| Work instructions |
Print the listing below verbatim, starting at the line containing "Target: guitarist" and ending at the line containing "column 179, row 866", with both of those lines included.

____________________

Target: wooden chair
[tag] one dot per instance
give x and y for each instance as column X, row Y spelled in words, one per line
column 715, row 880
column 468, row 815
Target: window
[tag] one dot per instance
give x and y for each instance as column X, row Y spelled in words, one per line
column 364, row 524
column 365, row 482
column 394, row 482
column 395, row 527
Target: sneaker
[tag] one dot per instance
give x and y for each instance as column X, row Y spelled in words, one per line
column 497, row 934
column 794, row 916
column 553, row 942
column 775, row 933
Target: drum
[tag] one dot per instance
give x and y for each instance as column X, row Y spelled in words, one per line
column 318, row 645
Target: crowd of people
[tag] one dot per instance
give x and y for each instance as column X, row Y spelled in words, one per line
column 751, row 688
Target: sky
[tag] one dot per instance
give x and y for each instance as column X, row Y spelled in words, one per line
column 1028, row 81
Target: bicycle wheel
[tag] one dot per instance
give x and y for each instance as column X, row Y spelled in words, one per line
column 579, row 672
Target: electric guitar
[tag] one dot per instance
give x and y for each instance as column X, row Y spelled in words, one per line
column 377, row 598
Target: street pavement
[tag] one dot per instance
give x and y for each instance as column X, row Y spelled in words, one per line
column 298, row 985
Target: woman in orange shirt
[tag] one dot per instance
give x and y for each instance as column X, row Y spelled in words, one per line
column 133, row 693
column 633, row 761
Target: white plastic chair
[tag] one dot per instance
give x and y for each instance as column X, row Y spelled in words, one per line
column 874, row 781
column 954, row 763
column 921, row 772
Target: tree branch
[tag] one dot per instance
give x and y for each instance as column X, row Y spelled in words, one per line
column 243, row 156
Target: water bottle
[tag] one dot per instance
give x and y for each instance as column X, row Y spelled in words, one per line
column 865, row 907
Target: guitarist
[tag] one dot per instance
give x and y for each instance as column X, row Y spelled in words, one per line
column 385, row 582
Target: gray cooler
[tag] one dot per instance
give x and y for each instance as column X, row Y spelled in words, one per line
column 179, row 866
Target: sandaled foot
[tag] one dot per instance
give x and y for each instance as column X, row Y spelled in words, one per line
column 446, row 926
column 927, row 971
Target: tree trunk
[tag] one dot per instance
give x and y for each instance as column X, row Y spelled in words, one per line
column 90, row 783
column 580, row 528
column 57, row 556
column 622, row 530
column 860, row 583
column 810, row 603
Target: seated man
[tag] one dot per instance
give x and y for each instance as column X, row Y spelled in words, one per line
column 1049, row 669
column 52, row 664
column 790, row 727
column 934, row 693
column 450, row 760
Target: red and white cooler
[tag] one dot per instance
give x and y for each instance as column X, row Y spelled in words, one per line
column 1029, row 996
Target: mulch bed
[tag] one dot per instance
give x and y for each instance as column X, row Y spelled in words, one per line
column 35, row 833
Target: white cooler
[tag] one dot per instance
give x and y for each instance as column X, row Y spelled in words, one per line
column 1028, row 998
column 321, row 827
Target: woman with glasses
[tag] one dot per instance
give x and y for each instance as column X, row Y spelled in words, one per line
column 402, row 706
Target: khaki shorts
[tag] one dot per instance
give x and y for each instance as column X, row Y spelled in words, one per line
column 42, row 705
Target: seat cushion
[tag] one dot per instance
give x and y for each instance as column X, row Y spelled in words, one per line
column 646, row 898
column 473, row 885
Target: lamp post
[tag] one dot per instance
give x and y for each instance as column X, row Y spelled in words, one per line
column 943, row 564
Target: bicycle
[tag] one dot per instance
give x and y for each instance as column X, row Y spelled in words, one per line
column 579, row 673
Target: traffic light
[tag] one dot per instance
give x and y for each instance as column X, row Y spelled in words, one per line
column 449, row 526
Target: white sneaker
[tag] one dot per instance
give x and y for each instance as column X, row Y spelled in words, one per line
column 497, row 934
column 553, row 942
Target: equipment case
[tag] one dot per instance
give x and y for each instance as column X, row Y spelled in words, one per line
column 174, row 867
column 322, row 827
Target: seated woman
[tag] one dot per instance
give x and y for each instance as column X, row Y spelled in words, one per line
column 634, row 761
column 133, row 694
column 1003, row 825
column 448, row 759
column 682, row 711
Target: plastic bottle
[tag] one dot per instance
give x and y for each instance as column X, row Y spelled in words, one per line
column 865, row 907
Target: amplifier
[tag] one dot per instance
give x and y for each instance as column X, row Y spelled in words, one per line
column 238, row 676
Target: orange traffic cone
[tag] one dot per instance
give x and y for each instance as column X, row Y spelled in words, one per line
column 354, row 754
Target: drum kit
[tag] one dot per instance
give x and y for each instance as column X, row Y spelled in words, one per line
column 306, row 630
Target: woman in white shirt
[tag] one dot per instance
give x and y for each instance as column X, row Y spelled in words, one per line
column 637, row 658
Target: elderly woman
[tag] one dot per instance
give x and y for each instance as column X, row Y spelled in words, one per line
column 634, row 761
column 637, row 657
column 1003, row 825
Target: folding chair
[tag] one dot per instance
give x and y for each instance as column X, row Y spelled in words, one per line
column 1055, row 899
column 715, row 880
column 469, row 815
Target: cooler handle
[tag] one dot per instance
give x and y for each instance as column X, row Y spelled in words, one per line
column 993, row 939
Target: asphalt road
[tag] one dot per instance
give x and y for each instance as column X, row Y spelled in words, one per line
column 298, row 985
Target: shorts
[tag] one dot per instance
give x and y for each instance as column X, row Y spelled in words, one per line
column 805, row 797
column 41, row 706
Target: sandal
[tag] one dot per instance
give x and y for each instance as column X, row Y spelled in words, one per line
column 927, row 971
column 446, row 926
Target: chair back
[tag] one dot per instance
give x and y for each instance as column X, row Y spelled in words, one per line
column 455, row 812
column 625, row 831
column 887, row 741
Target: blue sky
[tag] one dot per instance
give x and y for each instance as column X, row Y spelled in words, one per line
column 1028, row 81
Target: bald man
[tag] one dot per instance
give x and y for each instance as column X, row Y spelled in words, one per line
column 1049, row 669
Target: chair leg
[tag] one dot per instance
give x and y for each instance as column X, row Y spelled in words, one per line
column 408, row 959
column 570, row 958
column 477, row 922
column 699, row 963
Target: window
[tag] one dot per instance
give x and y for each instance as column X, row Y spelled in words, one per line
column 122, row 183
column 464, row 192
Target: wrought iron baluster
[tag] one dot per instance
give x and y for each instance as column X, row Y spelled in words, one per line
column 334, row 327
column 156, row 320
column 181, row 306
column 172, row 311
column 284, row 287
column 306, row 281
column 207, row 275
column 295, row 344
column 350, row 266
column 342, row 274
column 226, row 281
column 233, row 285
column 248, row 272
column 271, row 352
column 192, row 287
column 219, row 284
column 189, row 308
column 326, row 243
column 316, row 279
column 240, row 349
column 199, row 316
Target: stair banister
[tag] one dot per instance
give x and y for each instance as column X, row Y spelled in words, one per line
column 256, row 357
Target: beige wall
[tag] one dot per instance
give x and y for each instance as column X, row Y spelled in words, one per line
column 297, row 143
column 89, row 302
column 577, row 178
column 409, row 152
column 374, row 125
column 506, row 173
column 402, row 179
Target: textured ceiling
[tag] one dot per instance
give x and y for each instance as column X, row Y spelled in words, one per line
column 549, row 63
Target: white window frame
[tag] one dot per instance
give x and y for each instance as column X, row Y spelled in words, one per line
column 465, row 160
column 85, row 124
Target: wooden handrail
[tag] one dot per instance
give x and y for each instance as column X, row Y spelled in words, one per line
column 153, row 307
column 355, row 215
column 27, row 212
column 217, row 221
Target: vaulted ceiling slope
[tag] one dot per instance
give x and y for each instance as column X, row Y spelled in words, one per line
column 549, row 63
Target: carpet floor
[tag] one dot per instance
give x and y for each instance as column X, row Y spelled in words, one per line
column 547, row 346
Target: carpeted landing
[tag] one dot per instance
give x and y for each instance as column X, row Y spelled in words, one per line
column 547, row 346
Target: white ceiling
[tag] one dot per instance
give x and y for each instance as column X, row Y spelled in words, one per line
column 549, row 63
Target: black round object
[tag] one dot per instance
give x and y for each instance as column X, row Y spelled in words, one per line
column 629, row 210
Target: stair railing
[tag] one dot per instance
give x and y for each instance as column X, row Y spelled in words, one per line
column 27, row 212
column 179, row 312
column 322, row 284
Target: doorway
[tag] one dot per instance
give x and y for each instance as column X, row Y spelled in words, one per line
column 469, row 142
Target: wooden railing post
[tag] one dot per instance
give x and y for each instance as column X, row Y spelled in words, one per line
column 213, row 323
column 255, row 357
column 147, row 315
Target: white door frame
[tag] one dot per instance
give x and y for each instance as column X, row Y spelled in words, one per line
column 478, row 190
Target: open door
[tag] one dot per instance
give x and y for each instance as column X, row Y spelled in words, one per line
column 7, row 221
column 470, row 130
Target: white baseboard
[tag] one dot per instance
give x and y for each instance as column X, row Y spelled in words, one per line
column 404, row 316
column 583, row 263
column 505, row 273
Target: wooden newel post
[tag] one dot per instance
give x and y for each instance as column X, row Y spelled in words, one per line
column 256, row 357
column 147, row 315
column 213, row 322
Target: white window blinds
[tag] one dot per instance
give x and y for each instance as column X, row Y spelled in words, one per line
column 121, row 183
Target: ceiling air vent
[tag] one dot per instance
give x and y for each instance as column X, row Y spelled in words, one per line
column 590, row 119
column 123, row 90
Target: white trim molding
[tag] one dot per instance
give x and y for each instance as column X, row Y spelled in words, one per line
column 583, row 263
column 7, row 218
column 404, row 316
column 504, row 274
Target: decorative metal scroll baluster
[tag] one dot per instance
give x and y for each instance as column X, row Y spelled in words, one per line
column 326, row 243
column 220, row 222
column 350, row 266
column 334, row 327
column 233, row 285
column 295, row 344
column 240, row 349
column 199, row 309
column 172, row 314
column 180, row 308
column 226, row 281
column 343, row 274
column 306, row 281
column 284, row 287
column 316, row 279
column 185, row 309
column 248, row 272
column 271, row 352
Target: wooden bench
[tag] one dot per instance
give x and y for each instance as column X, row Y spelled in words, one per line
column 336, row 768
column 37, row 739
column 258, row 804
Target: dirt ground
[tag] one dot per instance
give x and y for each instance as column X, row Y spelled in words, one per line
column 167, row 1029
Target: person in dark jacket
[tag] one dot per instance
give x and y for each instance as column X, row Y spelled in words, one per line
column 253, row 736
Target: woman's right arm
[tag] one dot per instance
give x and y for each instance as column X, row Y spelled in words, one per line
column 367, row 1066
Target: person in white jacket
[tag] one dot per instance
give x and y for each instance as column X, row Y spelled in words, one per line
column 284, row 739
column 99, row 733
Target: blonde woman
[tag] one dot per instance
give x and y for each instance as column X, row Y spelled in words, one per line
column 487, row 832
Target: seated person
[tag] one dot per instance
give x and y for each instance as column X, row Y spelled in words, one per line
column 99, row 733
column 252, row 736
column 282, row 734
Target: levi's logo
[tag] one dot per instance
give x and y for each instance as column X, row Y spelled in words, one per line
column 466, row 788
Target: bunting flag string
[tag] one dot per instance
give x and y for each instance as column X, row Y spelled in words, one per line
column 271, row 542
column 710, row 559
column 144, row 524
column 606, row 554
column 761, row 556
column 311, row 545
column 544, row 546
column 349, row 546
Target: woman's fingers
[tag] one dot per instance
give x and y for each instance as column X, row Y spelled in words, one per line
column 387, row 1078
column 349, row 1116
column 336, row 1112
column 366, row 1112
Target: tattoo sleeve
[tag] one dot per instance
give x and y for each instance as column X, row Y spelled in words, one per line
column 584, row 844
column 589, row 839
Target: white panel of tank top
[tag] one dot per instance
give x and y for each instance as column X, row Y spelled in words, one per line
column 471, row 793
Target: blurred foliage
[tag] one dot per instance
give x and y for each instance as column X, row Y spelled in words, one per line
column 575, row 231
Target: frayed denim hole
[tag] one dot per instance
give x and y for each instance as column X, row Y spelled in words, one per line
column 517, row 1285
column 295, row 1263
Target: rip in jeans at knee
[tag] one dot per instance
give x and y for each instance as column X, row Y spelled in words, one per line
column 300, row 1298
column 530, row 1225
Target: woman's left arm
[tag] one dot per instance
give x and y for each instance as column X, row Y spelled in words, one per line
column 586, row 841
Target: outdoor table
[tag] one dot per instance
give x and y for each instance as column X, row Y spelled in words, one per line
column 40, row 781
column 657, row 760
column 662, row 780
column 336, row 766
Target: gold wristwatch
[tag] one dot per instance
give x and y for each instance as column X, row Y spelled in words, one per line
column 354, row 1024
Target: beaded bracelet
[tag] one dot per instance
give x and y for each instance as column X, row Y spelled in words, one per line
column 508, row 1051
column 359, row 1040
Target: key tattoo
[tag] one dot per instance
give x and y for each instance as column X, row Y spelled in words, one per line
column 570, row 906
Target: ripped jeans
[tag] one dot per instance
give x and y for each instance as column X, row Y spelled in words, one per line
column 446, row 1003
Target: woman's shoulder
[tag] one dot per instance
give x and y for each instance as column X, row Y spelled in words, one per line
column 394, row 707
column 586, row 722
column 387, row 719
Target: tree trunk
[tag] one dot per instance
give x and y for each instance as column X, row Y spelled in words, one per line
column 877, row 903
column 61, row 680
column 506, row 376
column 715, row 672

____________________

| Complete answer |
Target: guitarist
[tag] one dot per instance
give x and y for each instance as column X, row Y spelled in words, one per line
column 385, row 582
Target: gray cooler
[tag] one dot per instance
give x and y for each instance as column X, row Y spelled in words, one per line
column 179, row 866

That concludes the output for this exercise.